THE TASK - Reproduce the records below exactly as they appear.

┌──

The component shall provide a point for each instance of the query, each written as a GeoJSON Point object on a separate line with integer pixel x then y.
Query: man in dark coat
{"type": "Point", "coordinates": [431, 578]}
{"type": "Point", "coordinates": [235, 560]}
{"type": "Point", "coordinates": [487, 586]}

└──

RESPONSE TO THIS TASK -
The component shall provide a point for each instance of the query, each written as a GeoJSON Point object on a separate line with integer pixel x then y.
Query: man in dark coat
{"type": "Point", "coordinates": [431, 578]}
{"type": "Point", "coordinates": [235, 560]}
{"type": "Point", "coordinates": [487, 586]}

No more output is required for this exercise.